* **Aim**: Copy every item below verbatim, line for line.

* **Source records**:
......

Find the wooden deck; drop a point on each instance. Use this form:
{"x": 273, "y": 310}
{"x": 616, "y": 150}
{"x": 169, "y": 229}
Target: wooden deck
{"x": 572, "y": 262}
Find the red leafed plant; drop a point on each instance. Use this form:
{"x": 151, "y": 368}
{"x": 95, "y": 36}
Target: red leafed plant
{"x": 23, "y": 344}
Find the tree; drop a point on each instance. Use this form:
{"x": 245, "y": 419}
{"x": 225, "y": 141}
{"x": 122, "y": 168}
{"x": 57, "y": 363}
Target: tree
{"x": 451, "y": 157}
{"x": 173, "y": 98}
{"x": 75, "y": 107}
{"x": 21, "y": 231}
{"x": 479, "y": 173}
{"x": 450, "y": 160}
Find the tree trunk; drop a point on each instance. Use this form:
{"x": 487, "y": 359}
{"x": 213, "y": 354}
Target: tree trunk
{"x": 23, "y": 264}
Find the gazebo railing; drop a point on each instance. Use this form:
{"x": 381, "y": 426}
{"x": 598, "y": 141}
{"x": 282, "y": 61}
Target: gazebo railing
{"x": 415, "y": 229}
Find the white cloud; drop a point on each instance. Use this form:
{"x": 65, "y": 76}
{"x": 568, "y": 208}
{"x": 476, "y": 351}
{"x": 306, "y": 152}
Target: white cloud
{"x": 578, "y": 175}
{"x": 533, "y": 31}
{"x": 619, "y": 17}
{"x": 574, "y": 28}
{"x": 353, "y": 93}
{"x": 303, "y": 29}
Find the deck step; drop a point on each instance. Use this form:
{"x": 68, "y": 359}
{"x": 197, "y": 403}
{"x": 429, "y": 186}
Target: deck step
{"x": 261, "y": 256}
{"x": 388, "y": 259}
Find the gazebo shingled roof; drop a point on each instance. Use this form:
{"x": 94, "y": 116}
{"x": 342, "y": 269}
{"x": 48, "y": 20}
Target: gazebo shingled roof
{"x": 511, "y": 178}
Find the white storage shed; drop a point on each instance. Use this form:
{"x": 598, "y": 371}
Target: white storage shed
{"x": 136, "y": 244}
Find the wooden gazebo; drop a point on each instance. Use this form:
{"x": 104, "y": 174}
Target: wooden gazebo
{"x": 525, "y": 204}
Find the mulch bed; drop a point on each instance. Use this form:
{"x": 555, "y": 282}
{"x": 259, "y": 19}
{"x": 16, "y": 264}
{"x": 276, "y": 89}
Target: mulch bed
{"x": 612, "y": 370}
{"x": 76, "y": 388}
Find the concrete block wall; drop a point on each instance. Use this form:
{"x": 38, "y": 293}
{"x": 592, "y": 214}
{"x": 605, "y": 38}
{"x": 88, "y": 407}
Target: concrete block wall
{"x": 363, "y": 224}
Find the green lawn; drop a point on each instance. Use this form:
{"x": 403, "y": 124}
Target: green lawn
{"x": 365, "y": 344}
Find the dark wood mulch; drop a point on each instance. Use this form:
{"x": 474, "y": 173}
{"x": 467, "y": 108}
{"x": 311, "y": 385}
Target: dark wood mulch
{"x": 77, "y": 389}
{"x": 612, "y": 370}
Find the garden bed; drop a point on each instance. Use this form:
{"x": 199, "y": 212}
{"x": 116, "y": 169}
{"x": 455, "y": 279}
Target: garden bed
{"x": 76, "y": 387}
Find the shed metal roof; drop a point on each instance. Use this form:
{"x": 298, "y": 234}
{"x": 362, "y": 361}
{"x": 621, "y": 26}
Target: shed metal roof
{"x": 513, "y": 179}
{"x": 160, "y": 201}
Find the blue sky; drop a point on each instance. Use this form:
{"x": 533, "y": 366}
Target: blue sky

......

* **Written reply**:
Find the wooden deck; drop a point on each instance. Use this form:
{"x": 273, "y": 310}
{"x": 616, "y": 150}
{"x": 169, "y": 229}
Target: wooden deck
{"x": 572, "y": 262}
Find the red leafed plant; drop a point on each instance. Use this form:
{"x": 151, "y": 368}
{"x": 95, "y": 36}
Target: red leafed plant
{"x": 23, "y": 344}
Find the tree; drop a point on each instance. Use this form:
{"x": 245, "y": 419}
{"x": 225, "y": 141}
{"x": 122, "y": 168}
{"x": 57, "y": 363}
Target: tree
{"x": 451, "y": 157}
{"x": 173, "y": 98}
{"x": 75, "y": 107}
{"x": 21, "y": 231}
{"x": 479, "y": 173}
{"x": 450, "y": 160}
Find the tree trunk; drop a point on each instance. Use this form:
{"x": 487, "y": 359}
{"x": 213, "y": 354}
Target: tree trunk
{"x": 23, "y": 264}
Find the gazebo railing; drop a point on each instance. Use this form:
{"x": 381, "y": 426}
{"x": 598, "y": 141}
{"x": 282, "y": 61}
Target: gazebo railing
{"x": 415, "y": 229}
Find the white cloud; drop a point on each instance. Use this form:
{"x": 65, "y": 76}
{"x": 568, "y": 208}
{"x": 476, "y": 351}
{"x": 306, "y": 152}
Target: white cloud
{"x": 578, "y": 175}
{"x": 533, "y": 31}
{"x": 619, "y": 17}
{"x": 574, "y": 28}
{"x": 353, "y": 93}
{"x": 303, "y": 29}
Find the deck step; drop a point on each instance. Use this form:
{"x": 68, "y": 359}
{"x": 197, "y": 403}
{"x": 429, "y": 186}
Target: deck step
{"x": 261, "y": 256}
{"x": 388, "y": 259}
Find the gazebo shingled roof; drop a point on each instance. Use this form:
{"x": 94, "y": 116}
{"x": 342, "y": 269}
{"x": 48, "y": 20}
Target: gazebo shingled roof
{"x": 511, "y": 178}
Find the white storage shed; drop a point on each instance. Use this form:
{"x": 598, "y": 371}
Target: white storage shed
{"x": 136, "y": 244}
Find the wooden gazebo; drop a point on each instance. Use this form:
{"x": 104, "y": 174}
Target: wooden gazebo
{"x": 525, "y": 204}
Find the mulch bed; drop a point on each instance. Use this form:
{"x": 555, "y": 282}
{"x": 259, "y": 19}
{"x": 16, "y": 264}
{"x": 276, "y": 89}
Target: mulch bed
{"x": 612, "y": 370}
{"x": 76, "y": 388}
Find the concrete block wall; drop a point on each instance. Use this form:
{"x": 38, "y": 293}
{"x": 592, "y": 214}
{"x": 605, "y": 38}
{"x": 88, "y": 407}
Target: concrete block wall
{"x": 363, "y": 224}
Find the green lawn; drop a point on each instance. Use this form:
{"x": 403, "y": 124}
Target: green lawn
{"x": 365, "y": 344}
Find the dark wood mulch; drop a point on each instance. Use this form:
{"x": 474, "y": 173}
{"x": 467, "y": 108}
{"x": 311, "y": 385}
Target: dark wood mulch
{"x": 77, "y": 389}
{"x": 612, "y": 370}
Find the garden bed; drop a point on each instance. Use this form:
{"x": 199, "y": 212}
{"x": 116, "y": 169}
{"x": 455, "y": 279}
Target: garden bed
{"x": 76, "y": 387}
Find the shed metal roof; drop a point on each instance. Use this form:
{"x": 298, "y": 234}
{"x": 362, "y": 361}
{"x": 621, "y": 26}
Target: shed metal roof
{"x": 513, "y": 179}
{"x": 160, "y": 201}
Find the blue sky; drop a point on each instance. Use this form:
{"x": 533, "y": 366}
Target: blue sky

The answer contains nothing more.